TASK STATEMENT:
Please filter the records below, keeping only the lines that contain the word "balcony", and copy them unchanged.

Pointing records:
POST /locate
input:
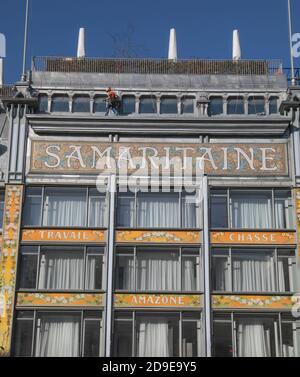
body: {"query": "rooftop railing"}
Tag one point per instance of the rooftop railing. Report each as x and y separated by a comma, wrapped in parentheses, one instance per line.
(157, 66)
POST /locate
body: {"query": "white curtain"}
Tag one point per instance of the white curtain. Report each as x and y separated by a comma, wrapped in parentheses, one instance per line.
(61, 270)
(253, 213)
(158, 211)
(154, 339)
(253, 339)
(158, 271)
(254, 273)
(65, 208)
(97, 212)
(58, 336)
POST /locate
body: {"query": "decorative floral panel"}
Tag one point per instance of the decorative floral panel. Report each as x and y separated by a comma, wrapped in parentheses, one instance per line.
(8, 262)
(151, 236)
(59, 300)
(157, 301)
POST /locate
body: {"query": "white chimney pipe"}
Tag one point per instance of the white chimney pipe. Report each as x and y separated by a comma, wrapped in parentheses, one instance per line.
(81, 44)
(172, 45)
(236, 47)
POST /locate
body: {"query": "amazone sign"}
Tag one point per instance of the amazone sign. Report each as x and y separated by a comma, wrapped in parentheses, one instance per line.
(245, 159)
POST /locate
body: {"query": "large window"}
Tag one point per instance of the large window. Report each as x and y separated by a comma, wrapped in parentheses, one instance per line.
(253, 270)
(64, 207)
(254, 335)
(158, 335)
(58, 334)
(158, 210)
(158, 269)
(65, 268)
(248, 209)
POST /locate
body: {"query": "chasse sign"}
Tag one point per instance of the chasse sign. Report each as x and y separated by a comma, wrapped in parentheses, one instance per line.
(245, 159)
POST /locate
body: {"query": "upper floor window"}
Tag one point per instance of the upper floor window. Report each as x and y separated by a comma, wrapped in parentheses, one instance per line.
(215, 106)
(128, 105)
(158, 210)
(159, 269)
(246, 209)
(235, 105)
(43, 103)
(273, 105)
(58, 334)
(256, 105)
(81, 104)
(99, 104)
(168, 105)
(148, 105)
(64, 207)
(68, 268)
(60, 103)
(187, 105)
(253, 270)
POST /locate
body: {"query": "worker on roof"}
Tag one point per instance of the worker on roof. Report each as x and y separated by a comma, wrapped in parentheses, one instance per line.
(112, 102)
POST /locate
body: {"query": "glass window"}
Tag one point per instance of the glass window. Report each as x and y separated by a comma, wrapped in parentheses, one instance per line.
(187, 105)
(215, 106)
(43, 103)
(169, 105)
(256, 105)
(148, 105)
(235, 105)
(60, 103)
(128, 105)
(99, 104)
(81, 104)
(273, 105)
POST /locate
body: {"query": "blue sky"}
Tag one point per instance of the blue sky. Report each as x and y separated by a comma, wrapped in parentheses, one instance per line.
(204, 28)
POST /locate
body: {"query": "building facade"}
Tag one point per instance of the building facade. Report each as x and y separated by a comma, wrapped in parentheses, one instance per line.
(204, 264)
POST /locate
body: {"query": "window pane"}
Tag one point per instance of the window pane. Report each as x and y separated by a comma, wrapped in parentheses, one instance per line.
(216, 106)
(92, 332)
(33, 207)
(158, 271)
(187, 105)
(125, 273)
(256, 105)
(65, 207)
(158, 211)
(126, 211)
(250, 210)
(60, 104)
(128, 105)
(28, 267)
(94, 269)
(99, 104)
(58, 335)
(61, 269)
(24, 335)
(168, 105)
(219, 217)
(223, 346)
(81, 104)
(123, 339)
(235, 105)
(157, 336)
(148, 105)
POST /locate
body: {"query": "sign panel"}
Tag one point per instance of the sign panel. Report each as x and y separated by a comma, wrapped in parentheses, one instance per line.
(253, 238)
(215, 159)
(157, 301)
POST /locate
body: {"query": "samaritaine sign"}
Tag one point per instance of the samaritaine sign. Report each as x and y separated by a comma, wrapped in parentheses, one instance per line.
(243, 159)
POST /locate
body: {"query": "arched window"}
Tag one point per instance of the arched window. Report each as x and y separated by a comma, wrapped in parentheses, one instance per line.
(148, 105)
(168, 105)
(235, 105)
(60, 103)
(81, 104)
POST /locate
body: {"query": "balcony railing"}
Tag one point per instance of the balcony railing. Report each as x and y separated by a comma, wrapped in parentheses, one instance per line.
(157, 66)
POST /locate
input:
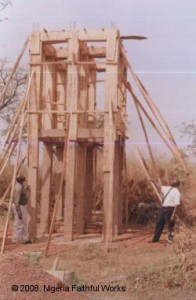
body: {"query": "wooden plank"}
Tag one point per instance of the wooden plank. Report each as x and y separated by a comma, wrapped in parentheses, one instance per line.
(13, 183)
(80, 188)
(33, 142)
(58, 171)
(66, 141)
(112, 45)
(54, 37)
(35, 43)
(14, 70)
(72, 105)
(92, 35)
(89, 185)
(46, 180)
(110, 201)
(83, 133)
(92, 52)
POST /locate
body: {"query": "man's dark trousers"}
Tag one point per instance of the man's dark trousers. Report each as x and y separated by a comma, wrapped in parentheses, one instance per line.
(164, 217)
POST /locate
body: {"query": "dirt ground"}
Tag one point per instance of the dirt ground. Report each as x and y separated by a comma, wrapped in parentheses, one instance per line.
(134, 269)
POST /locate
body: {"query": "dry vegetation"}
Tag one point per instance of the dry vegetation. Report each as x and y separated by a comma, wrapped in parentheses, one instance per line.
(147, 271)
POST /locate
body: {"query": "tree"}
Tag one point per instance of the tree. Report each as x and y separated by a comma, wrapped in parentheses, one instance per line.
(14, 93)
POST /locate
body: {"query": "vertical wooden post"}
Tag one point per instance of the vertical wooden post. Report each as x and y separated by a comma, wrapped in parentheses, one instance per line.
(46, 182)
(61, 104)
(112, 54)
(33, 126)
(81, 150)
(72, 104)
(48, 122)
(80, 188)
(89, 185)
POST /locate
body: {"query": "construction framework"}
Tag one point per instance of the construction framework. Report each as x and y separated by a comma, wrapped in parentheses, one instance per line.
(65, 90)
(75, 103)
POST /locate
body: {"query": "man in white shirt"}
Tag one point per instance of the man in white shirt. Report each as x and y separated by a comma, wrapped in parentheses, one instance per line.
(171, 199)
(19, 207)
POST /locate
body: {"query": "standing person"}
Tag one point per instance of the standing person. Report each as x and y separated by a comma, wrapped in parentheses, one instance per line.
(170, 201)
(19, 206)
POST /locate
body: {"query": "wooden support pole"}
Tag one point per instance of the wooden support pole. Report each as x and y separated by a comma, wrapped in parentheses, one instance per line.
(10, 185)
(33, 138)
(66, 142)
(158, 116)
(89, 185)
(46, 183)
(111, 102)
(147, 142)
(81, 196)
(13, 184)
(57, 180)
(167, 143)
(14, 70)
(72, 104)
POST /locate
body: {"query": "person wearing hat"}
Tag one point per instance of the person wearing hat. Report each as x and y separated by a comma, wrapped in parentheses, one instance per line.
(19, 207)
(170, 201)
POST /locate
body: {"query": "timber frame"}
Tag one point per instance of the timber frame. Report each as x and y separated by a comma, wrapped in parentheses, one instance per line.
(65, 83)
(64, 125)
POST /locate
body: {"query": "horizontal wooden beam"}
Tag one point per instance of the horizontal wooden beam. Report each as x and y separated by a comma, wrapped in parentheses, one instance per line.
(92, 35)
(92, 52)
(83, 133)
(54, 37)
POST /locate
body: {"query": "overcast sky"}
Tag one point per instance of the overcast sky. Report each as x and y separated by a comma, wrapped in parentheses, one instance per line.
(165, 62)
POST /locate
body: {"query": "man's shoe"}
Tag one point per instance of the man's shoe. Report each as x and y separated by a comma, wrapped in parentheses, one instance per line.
(27, 242)
(154, 241)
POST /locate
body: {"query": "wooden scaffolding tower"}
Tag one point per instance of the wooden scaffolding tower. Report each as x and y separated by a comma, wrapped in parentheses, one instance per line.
(65, 83)
(73, 73)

CORRECT RESPONSE:
body: {"query": "balcony railing"}
Tag one point per instance of the balcony railing. Report each as x and y separated by a comma, wrapped in parentheses, one instance per line.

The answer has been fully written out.